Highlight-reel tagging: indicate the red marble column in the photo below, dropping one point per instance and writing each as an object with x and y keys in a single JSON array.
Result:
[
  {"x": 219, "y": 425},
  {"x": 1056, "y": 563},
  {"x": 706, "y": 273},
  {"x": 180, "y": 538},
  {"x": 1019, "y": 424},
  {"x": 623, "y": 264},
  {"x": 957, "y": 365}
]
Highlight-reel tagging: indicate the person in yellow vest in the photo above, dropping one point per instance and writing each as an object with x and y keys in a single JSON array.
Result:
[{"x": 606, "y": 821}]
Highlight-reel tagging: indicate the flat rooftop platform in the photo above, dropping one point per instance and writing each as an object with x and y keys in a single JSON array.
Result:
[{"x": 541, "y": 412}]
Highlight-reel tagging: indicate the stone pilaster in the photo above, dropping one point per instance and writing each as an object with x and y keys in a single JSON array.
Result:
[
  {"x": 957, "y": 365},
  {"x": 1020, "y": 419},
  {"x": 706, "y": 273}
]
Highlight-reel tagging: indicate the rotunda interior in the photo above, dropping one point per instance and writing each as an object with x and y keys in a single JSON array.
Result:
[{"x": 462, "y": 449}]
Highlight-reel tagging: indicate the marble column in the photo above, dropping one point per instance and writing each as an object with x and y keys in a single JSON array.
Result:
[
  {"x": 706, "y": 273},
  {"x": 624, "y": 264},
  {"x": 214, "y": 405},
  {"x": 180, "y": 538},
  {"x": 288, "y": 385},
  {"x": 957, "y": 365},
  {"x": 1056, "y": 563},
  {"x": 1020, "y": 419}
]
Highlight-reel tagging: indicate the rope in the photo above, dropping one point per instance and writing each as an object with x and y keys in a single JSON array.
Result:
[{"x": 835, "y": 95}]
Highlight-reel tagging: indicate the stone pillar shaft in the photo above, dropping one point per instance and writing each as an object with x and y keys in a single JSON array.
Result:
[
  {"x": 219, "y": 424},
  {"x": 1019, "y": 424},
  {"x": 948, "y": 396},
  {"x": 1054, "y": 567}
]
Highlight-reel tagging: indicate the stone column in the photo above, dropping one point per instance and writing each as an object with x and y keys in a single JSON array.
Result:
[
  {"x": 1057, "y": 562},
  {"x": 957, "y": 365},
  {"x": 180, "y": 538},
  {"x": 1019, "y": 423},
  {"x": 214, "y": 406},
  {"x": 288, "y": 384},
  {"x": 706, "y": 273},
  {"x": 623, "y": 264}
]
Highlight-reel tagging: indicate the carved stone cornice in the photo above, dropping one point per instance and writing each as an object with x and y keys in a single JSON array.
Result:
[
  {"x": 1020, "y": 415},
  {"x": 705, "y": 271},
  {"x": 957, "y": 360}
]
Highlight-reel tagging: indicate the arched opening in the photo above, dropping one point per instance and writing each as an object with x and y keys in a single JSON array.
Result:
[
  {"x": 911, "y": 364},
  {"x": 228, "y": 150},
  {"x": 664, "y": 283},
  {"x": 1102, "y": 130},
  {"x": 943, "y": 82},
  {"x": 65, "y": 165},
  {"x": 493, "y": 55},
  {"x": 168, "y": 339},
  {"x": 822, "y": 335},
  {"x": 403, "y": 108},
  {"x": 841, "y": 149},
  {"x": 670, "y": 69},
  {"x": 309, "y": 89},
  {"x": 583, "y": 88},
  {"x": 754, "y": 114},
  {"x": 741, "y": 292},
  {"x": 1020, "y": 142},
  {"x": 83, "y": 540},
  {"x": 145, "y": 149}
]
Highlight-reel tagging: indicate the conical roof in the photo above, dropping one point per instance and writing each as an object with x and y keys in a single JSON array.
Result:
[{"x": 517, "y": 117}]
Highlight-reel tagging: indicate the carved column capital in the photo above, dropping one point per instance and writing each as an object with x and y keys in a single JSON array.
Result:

Instructions for the task:
Starting with the line that contains "Highlight-reel tagging: indicate the carved stone" and continuing through the end of the records, inclusive, rewrite those lines in full with 101 added to every x and y coordinate in the answers. Leave all other text as it stands.

Answer:
Highlight-reel tagging: indicate the carved stone cornice in the photo above, dropping one point per instance and writing each as an object with x and y keys in a single JSON array.
Result:
[
  {"x": 1121, "y": 516},
  {"x": 806, "y": 372},
  {"x": 1058, "y": 461}
]
Highlight-reel tagging: indicate the arched opening in the photo above, dropping one point per instance and writing each as an object with x and y keys in a single JSON array.
Result:
[
  {"x": 1012, "y": 465},
  {"x": 329, "y": 251},
  {"x": 765, "y": 384},
  {"x": 1203, "y": 231},
  {"x": 1044, "y": 183},
  {"x": 166, "y": 266},
  {"x": 594, "y": 156},
  {"x": 269, "y": 440},
  {"x": 923, "y": 436},
  {"x": 504, "y": 209},
  {"x": 942, "y": 250},
  {"x": 771, "y": 170},
  {"x": 410, "y": 190},
  {"x": 684, "y": 189},
  {"x": 855, "y": 215},
  {"x": 842, "y": 393},
  {"x": 1121, "y": 243},
  {"x": 184, "y": 641},
  {"x": 246, "y": 250}
]
Highlight-reel tagging: indicate the conical roof in the photo above, dropping one point per instance and writing each as an object with x and y keys in a single JSON array.
Result:
[{"x": 618, "y": 218}]
Highlight-reel tagging: indicate the carved column capital in the photo above, dropping one point per instance and writing each as an object with x and y keys in a single JSON array.
Result:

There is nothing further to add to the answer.